Extracted data>

* * * * * * * * *

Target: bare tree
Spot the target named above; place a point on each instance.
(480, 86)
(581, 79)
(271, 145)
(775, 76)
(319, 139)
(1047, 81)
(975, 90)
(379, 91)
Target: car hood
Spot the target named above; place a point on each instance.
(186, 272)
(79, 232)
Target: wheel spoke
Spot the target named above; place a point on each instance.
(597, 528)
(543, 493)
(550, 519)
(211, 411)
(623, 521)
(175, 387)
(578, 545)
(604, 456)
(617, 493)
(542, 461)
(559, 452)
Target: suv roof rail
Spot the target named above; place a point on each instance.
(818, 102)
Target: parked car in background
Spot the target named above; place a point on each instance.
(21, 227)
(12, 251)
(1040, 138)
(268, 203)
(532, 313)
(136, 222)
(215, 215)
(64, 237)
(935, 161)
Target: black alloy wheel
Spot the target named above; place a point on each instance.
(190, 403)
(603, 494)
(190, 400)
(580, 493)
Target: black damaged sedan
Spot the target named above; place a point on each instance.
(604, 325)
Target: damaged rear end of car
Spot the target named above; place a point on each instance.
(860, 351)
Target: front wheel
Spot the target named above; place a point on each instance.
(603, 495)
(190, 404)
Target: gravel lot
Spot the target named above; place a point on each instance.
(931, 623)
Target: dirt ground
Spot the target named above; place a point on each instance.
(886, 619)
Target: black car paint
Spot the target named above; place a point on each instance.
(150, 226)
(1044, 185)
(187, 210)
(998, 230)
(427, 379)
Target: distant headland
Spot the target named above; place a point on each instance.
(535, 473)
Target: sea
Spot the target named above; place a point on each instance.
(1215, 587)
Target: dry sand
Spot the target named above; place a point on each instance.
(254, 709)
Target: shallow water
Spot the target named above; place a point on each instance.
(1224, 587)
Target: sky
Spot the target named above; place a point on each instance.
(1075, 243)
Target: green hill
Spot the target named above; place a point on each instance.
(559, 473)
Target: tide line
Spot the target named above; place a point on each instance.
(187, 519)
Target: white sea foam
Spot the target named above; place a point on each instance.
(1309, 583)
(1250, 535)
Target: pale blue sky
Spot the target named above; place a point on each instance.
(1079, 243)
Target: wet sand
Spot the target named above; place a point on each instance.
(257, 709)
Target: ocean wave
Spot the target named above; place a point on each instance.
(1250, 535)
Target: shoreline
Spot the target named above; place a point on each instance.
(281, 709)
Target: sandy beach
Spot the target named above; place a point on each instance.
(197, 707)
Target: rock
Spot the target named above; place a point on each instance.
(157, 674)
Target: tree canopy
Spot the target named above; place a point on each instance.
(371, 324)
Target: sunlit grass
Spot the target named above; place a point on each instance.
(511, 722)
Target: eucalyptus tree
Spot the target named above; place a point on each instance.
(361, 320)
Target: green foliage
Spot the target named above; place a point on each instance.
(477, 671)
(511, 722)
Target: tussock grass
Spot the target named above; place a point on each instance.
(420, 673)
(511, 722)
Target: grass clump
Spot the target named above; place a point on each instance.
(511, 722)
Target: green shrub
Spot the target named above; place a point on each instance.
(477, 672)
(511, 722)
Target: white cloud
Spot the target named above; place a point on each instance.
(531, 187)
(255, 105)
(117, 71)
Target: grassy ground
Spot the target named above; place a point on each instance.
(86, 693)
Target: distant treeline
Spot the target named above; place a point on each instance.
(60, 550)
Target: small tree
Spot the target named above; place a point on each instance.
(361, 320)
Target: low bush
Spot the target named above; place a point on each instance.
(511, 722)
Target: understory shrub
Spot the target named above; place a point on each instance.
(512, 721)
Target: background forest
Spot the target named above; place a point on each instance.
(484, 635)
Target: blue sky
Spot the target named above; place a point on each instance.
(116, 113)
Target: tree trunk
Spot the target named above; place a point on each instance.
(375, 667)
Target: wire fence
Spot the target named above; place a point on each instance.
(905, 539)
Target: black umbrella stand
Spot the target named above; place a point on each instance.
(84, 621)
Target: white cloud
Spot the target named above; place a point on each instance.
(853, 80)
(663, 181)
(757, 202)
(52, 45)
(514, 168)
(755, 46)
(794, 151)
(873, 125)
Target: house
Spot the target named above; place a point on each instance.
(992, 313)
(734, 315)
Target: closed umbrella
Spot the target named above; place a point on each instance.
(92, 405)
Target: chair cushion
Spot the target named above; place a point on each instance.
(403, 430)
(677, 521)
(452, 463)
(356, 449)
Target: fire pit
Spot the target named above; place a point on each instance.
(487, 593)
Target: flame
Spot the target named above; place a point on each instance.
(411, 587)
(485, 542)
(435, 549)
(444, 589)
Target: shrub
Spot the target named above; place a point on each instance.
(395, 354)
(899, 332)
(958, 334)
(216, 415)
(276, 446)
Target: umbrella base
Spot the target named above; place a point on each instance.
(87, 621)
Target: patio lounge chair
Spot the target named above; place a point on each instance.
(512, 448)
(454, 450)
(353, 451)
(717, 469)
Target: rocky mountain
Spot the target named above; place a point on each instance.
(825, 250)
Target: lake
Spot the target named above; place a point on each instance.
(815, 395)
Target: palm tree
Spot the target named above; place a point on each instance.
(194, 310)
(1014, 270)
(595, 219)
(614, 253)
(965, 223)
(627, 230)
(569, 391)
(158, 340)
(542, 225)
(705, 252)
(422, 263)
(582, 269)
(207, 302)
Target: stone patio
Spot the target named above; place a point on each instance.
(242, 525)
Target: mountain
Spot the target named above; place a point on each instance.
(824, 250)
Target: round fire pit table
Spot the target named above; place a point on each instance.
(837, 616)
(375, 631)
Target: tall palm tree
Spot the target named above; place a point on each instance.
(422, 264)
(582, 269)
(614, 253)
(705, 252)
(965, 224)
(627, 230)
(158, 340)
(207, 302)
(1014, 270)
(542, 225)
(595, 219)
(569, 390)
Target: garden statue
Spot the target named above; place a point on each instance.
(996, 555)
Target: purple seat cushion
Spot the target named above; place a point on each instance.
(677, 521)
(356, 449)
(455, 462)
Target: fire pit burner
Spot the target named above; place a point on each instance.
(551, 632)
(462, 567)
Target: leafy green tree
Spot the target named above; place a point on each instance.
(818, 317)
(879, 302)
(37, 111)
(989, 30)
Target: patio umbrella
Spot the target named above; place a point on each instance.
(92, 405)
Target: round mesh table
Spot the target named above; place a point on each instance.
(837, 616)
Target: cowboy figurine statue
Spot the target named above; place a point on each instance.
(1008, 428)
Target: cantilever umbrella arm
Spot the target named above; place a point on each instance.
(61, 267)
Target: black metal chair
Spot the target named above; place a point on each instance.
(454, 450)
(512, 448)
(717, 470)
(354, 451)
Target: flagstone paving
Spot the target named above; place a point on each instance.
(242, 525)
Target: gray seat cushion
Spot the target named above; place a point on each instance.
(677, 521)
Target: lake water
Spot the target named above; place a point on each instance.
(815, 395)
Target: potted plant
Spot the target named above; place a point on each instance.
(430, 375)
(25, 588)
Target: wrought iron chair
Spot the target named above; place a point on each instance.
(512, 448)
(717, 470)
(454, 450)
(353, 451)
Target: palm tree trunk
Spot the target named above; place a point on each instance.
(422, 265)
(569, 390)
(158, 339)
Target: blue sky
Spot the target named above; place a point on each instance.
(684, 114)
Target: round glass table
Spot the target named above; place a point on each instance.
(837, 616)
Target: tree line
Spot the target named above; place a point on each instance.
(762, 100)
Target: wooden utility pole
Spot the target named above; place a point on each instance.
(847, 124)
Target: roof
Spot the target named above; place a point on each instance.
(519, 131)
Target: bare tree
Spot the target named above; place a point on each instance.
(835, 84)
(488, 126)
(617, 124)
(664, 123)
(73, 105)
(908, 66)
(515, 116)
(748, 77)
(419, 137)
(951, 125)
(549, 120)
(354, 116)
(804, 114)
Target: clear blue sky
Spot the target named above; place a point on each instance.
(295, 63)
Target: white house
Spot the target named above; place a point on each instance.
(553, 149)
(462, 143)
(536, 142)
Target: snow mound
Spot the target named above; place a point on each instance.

* * * * * * * * *

Stated exercise>
Copy out every line from the one containing "Target: potted plant" to the end of the material, both ends included.

Answer to the problem>
Target: potted plant
Spot the target named above; place a point on each instance.
(430, 375)
(25, 588)
Target: wrought iron chair
Spot the target named above; place a point on each instance.
(512, 448)
(717, 470)
(454, 450)
(353, 451)
Target: palm tree trunk
Spot the target named above; place a point on each instance.
(422, 265)
(569, 390)
(158, 339)
Target: blue sky
Spot the target named above; place a point on each instance.
(684, 114)
Target: round glass table
Spot the target named above; place a point on each instance.
(837, 616)
Target: tree line
Spot the target named above; place a point on each instance.
(762, 100)
Target: wooden utility pole
Spot the target named above; place a point on each instance.
(847, 124)
Target: roof
Spot the target named above; place a point on each instance.
(519, 131)
Target: bare tree
Spot the target named above; place a point on each instance.
(835, 84)
(488, 126)
(617, 124)
(664, 123)
(73, 105)
(908, 66)
(515, 116)
(748, 77)
(419, 137)
(951, 125)
(549, 120)
(354, 116)
(804, 114)
Target: clear blue sky
Spot the target named above; place a point on each instance.
(295, 63)
Target: white house
Spot the target named above; place a point on each instance.
(553, 149)
(462, 143)
(536, 142)
Target: snow mound
Spot the target named above; place a point on each instance.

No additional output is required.